◆ Directions:
Please reproduce everything in the source text from "Tuesday, September 23, 2014" down to "a good thing.".

BEGIN Source text

What is teshuva and do I even aspire to understand, let alone to act on that understanding? As I force myself to remember to add the words “HaMelech HaKadosh” to the Amidah, I have not sufficiently looked for Him inside of it. Late at night, as I prepare for a shiur I will be delivering on teshuva, I am, alternatively challenged and pained by Rav Shagar’s words, and the need to pull back and distract myself by checking Facebook. Dare I discuss and try to explain teshuva, when it is only in my mind, and, I fear, likely to go no further?

I have (I am?) a turbulent soul. How do I cross from the clinical understanding of teshuva, the almost voyeuristic experience of seeing Rav Shagar’s exposed soul, to looking inside myself? I don’t know what scares me the most; what I might see, that I might fail, or that I might succeed. The door of this dark room is open before me, showing a glimpse of the light outside. Dare I exit, or will I, once again, merely wonder about the Source of the light?

Tuesday, September 23, 2014

Who Am I?- Becoming the people we wish to be


“You spend a good piece of your life gripping a baseball and in the end it turns out that it was the other way around all the time.”

-Jim Bouton

As I took up running to help lose 100 pounds, I wondered when I would actually be a “runner”. Was it running my first race? My first half-marathon? Beating a certain time? Eventually, I became a runner. I ran marathons, I had a blog about it, and spoke, read and wrote about it whenever I could. I ran six days a week, and then seven. I ran in the snow and rain, and I ran when I was sick and when I was fasting. I had become a runner. I find myself wondering whether that was a good thing.

Where is the line between merely doing something and being someone who does that thing? What does it mean to identify with an act so strongly that you are not sure where you end and it begins?

END Source text
BEGIN Dataset extract

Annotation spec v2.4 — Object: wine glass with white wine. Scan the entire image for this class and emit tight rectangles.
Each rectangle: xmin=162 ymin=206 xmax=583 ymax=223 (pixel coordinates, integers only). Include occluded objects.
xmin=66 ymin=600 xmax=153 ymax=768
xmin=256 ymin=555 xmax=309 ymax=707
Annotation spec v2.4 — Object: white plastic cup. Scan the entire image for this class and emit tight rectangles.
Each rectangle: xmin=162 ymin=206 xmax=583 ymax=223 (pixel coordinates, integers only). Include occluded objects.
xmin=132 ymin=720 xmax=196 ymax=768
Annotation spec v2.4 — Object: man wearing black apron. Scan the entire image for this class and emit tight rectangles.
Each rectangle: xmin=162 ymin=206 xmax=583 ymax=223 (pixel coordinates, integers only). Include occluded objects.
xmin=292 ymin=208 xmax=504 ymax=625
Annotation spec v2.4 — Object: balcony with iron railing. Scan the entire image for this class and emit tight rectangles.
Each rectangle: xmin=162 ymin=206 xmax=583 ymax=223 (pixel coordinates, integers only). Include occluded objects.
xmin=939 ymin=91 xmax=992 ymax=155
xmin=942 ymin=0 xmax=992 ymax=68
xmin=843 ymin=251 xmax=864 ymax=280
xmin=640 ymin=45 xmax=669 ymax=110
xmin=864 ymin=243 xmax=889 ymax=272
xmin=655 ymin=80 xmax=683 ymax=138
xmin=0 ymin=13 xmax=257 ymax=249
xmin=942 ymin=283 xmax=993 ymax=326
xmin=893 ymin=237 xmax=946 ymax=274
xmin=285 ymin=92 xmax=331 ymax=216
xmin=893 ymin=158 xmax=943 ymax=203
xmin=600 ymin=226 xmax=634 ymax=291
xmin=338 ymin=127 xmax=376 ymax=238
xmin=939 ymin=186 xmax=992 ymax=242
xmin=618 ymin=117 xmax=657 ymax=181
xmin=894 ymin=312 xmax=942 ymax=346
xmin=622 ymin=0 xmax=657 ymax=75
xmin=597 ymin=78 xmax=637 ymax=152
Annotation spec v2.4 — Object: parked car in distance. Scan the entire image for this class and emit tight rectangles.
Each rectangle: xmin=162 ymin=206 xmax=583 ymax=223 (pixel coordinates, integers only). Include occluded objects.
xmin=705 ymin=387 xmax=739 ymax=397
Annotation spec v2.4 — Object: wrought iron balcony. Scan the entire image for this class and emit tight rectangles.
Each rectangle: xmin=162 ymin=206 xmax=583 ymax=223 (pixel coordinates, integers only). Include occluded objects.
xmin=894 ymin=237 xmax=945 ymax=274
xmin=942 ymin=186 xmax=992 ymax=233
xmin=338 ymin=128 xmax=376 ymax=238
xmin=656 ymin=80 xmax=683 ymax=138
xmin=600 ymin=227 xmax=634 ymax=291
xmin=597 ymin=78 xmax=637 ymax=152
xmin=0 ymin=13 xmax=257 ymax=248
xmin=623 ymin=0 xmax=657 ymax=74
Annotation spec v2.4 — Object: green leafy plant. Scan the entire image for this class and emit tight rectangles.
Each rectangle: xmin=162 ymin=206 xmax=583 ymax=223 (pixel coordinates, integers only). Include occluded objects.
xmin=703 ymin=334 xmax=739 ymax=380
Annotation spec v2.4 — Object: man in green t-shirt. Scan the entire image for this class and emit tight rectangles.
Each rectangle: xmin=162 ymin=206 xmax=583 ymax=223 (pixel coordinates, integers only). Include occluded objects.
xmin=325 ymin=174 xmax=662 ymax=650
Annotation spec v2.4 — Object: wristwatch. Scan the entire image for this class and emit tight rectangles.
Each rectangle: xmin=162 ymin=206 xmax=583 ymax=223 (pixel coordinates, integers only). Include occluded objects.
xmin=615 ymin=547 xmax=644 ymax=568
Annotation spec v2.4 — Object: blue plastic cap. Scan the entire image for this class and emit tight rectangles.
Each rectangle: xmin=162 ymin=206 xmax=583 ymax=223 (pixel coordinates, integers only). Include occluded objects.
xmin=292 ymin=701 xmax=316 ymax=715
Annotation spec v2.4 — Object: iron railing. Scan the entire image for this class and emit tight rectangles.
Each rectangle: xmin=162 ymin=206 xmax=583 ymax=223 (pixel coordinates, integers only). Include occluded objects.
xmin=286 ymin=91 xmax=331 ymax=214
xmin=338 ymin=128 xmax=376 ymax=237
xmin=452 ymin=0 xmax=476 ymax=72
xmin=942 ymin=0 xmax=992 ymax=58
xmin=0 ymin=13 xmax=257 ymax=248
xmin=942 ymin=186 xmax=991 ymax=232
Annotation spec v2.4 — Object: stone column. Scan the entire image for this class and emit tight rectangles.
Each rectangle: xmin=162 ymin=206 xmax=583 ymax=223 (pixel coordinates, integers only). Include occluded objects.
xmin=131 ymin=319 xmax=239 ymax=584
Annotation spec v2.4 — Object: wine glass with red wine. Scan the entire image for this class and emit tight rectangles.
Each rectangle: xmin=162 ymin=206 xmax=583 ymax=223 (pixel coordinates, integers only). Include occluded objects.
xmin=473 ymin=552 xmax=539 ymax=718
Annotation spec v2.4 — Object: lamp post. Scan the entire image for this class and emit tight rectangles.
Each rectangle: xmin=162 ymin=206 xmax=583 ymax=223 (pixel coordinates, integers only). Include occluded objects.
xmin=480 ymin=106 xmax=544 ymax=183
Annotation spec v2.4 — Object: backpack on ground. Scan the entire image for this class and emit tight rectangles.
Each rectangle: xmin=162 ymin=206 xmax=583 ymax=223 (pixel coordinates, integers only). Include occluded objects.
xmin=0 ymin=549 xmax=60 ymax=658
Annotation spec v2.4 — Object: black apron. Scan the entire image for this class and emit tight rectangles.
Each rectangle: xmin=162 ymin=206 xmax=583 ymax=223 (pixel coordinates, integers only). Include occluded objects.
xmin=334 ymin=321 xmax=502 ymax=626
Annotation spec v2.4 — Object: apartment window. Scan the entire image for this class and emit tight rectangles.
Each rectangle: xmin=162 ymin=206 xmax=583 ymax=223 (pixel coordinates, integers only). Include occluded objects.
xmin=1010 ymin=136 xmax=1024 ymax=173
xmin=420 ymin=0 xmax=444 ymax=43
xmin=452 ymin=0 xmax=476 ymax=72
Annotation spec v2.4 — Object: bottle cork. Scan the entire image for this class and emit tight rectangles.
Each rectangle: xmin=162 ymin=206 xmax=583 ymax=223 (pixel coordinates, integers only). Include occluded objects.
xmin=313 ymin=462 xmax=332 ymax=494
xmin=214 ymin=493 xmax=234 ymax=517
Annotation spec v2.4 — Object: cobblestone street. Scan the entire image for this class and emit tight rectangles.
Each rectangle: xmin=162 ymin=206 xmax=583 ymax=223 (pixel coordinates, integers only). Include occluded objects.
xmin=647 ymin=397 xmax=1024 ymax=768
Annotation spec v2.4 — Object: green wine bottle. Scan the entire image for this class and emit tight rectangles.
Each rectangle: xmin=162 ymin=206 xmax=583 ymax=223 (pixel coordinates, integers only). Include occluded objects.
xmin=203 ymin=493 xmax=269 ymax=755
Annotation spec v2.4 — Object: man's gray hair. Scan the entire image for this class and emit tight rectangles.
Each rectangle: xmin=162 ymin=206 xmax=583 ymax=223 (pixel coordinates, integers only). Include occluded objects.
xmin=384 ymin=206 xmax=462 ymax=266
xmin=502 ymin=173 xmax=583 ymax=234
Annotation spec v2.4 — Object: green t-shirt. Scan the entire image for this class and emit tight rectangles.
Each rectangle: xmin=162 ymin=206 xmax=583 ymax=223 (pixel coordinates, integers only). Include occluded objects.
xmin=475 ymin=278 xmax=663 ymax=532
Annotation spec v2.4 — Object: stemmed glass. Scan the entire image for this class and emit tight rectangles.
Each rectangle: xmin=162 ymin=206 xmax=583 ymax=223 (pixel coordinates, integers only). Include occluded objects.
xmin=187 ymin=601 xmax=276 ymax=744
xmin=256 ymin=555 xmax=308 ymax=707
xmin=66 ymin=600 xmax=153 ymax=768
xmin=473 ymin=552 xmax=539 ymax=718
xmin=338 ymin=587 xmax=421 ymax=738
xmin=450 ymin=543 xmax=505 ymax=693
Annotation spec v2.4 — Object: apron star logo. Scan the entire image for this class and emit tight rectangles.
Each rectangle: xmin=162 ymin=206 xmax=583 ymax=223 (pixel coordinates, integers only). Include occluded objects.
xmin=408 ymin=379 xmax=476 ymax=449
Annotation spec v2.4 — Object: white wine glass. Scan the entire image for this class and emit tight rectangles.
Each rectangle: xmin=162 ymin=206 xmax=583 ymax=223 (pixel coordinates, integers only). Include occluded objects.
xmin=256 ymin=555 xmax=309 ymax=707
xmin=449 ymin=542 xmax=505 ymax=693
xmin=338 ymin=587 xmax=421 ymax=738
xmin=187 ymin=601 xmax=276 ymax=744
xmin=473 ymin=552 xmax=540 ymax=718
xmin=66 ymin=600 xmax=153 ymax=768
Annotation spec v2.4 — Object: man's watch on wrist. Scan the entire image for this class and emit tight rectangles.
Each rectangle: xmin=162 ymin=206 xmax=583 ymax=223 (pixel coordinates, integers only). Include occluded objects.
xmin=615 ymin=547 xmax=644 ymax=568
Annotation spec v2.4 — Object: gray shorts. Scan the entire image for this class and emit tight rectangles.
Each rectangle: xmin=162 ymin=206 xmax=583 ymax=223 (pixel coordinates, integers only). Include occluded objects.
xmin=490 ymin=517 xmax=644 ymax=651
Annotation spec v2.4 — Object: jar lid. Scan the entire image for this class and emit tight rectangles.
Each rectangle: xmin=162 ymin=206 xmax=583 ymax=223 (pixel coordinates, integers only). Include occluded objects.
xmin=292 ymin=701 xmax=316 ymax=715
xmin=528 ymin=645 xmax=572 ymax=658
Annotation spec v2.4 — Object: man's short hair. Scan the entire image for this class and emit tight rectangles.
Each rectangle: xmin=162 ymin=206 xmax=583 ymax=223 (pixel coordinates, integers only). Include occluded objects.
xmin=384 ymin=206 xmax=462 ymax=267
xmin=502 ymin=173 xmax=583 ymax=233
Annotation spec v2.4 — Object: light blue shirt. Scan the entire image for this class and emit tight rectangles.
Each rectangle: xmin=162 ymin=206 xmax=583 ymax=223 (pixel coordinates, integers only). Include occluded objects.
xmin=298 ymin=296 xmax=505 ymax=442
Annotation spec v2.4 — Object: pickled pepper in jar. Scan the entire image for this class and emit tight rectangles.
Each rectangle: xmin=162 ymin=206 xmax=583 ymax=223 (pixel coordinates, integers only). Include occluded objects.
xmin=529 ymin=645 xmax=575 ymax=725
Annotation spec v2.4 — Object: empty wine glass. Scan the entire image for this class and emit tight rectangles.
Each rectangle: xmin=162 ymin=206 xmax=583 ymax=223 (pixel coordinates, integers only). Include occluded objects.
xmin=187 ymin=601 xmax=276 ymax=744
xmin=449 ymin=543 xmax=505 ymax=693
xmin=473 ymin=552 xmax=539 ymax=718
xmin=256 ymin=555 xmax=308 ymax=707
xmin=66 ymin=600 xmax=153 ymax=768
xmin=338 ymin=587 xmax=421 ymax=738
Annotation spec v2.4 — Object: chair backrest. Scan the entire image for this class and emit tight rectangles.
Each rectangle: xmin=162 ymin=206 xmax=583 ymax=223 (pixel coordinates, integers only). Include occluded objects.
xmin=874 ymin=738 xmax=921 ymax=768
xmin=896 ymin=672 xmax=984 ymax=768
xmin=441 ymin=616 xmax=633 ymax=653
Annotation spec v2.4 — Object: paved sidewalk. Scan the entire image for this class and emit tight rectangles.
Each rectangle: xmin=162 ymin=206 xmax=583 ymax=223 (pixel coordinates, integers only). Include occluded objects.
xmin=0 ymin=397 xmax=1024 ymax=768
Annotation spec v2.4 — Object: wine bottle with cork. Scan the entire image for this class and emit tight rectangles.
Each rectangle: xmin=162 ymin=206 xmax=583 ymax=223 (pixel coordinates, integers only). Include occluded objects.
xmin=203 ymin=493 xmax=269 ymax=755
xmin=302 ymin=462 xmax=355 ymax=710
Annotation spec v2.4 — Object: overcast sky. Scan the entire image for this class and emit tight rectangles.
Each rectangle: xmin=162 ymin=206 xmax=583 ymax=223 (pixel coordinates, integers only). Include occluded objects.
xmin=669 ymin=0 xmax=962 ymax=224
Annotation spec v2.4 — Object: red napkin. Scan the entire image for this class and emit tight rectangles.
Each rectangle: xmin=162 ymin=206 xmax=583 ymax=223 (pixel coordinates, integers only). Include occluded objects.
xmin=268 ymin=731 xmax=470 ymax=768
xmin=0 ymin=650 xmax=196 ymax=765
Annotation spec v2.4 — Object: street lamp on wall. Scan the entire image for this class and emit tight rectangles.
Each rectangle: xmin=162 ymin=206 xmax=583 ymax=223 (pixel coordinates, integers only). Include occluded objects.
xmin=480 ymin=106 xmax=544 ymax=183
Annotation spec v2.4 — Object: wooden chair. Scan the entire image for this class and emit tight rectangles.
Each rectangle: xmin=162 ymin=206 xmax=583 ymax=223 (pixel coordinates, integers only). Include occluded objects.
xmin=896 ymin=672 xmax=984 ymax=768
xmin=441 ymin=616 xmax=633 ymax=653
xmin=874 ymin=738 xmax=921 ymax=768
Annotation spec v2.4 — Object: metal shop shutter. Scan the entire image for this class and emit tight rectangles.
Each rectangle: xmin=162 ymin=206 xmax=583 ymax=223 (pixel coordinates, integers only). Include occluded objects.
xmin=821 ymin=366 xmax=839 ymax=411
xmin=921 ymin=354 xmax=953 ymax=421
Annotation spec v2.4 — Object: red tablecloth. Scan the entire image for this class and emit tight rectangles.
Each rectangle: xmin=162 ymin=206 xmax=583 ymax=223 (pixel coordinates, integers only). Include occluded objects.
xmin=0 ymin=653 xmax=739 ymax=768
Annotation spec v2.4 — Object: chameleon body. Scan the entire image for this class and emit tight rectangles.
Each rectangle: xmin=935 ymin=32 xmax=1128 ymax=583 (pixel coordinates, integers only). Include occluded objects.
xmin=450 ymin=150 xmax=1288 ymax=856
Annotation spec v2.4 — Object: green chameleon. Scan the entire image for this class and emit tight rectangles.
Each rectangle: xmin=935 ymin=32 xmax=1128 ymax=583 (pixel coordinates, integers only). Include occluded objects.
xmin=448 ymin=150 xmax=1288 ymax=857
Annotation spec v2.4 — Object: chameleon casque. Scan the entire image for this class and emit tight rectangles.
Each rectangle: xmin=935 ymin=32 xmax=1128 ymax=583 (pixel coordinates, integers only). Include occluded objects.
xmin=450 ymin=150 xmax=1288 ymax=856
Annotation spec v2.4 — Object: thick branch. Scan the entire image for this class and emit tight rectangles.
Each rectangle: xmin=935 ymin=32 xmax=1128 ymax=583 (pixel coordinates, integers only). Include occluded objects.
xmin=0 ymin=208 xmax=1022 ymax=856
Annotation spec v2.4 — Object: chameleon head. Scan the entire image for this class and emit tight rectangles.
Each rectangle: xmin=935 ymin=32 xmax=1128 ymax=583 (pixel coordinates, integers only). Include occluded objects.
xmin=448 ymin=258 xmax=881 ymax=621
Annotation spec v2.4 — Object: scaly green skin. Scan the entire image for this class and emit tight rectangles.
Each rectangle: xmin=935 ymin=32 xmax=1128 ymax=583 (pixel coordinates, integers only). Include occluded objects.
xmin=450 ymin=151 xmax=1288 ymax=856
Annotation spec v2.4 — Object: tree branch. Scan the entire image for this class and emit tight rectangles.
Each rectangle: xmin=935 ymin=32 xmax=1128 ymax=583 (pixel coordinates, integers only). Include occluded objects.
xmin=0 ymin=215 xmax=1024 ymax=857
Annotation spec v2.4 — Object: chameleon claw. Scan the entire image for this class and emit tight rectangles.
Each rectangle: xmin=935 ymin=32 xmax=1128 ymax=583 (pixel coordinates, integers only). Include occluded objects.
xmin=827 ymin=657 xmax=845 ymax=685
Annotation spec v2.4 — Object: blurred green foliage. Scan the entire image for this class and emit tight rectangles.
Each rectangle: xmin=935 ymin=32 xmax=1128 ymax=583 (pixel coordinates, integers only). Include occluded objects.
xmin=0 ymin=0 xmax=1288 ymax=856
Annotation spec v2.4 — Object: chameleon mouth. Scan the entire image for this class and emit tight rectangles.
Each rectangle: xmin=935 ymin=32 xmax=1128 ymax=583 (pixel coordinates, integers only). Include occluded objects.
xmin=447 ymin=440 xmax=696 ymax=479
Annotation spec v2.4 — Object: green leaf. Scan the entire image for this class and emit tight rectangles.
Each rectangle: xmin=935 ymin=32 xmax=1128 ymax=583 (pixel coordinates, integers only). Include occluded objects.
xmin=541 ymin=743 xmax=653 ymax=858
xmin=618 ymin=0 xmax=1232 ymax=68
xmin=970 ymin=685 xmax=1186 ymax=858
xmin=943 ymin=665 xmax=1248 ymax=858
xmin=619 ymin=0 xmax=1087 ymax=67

END Dataset extract

◆ Result:
Tuesday, September 23, 2014

Who Am I?- Becoming the people we wish to be


“You spend a good piece of your life gripping a baseball and in the end it turns out that it was the other way around all the time.”

-Jim Bouton

As I took up running to help lose 100 pounds, I wondered when I would actually be a “runner”. Was it running my first race? My first half-marathon? Beating a certain time? Eventually, I became a runner. I ran marathons, I had a blog about it, and spoke, read and wrote about it whenever I could. I ran six days a week, and then seven. I ran in the snow and rain, and I ran when I was sick and when I was fasting. I had become a runner. I find myself wondering whether that was a good thing.